* ИСХОДНЫЙ ЗАПРОС A
Какую должность удалось получить Маковозу в Кок-Тереке согласно фрагменту из «Архипелага ГУЛАГ»?
***** ФРАГМЕНТ ТЕКСТА *****
Архипелаг ГУЛАГ. 1918-1956: Опыт художественного исследования. Т. 2
Шрифт:
В каторжном лагере мы надо всем балаганом хоть смеялись открыто, а в ссылке особенно и не поделишься: жизнь у людей – как у вольных, и первое взято от воли самое худшее – скрытность. С Маковозом с одним из немногих я на такие темки поговаривал.
Его прислали к нам из Джезказгана, притом без копейки, его деньги задержались где-то в пути. Однако комендатуру это нисколько не озаботило – его просто сняли с тюремного довольствия и выпустили на улицы Кок-Терека: хоть воруй, хоть умирай. В те дни я ему одолжил десятку – и навсегда заслужил его благодарность, долго он мне всё напоминал, как я его выручил. В нём устойчива была эта черта – памятливость на добро. Но и на зло тоже. (Так помнил он зло Худаеву – тому чеченскому мальчику, едва не ставшему жертвой кровной мести. Всё оборачивается, в этом жизнь мира: уцелевший
При его положении ссыльного и без профессии Маковоз не мог себе найти в Кок-Тереке приличной работы. Лучшее, что ему досталось, – стать школьным лаборантом, и этим он уже очень дорожил. Но должность требовала всем услуживать, никому не дерзить, ни в чём не выказывать себя. Он и не выказывал, он непроницаем был под внешней любезностью, и даже такого простого о нём, почему у него нет к пятидесяти годам профессии, никто не знал. Мы же с ним как-то сближались, ни одного столкновения, а взаимная помощь нередко, да ещё одинаковость лагерных реакций и выражений. И после долгой перетайки я узнал его скрываемую внешнюю и внутреннюю историю. Она поучительна.
***** ЗАПИСАННЫЕ ДАННЫЕ *****
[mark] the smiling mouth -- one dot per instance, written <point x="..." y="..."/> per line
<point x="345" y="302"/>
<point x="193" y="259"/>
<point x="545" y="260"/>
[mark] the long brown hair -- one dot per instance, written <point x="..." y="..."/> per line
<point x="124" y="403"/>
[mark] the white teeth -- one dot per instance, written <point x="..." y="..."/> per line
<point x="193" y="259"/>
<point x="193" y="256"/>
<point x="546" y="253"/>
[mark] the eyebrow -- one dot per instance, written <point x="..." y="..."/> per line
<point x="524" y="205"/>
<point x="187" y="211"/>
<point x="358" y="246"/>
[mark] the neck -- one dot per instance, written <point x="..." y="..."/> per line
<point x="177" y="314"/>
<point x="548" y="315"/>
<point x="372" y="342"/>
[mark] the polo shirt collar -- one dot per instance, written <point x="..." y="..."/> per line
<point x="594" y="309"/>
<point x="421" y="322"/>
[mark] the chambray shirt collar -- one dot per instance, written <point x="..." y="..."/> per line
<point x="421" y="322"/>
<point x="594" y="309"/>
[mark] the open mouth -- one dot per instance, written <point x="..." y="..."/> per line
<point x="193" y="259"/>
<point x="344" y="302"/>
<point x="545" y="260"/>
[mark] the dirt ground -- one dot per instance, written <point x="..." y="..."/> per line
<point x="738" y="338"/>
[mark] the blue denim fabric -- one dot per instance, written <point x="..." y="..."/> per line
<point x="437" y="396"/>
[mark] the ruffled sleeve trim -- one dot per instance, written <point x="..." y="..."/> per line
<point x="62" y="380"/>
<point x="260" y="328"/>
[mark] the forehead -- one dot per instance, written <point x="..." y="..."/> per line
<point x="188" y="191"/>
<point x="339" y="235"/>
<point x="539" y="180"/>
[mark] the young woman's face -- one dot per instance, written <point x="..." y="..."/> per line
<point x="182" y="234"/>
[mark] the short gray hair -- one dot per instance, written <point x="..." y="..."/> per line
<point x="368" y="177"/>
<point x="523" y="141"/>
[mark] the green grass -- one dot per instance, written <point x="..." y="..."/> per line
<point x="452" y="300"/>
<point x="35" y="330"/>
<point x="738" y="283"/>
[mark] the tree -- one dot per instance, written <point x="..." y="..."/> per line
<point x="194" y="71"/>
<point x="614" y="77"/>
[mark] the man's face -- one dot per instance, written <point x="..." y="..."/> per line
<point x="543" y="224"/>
*****
* ИСХОДНЫЙ ЗАПРОС B
Перепишите дословно строки записей, начиная со строки, содержащей «[mark] the tree», и заканчивая последней строкой записей; обе границы включаются.

* ОЖИДАЕМЫЙ РЕЗУЛЬТАТ A
Он стал школьным лаборантом.

* ОЖИДАЕМЫЙ РЕЗУЛЬТАТ B
[mark] the tree -- one dot per instance, written <point x="..." y="..."/> per line
<point x="194" y="71"/>
<point x="614" y="77"/>
[mark] the man's face -- one dot per instance, written <point x="..." y="..."/> per line
<point x="543" y="224"/>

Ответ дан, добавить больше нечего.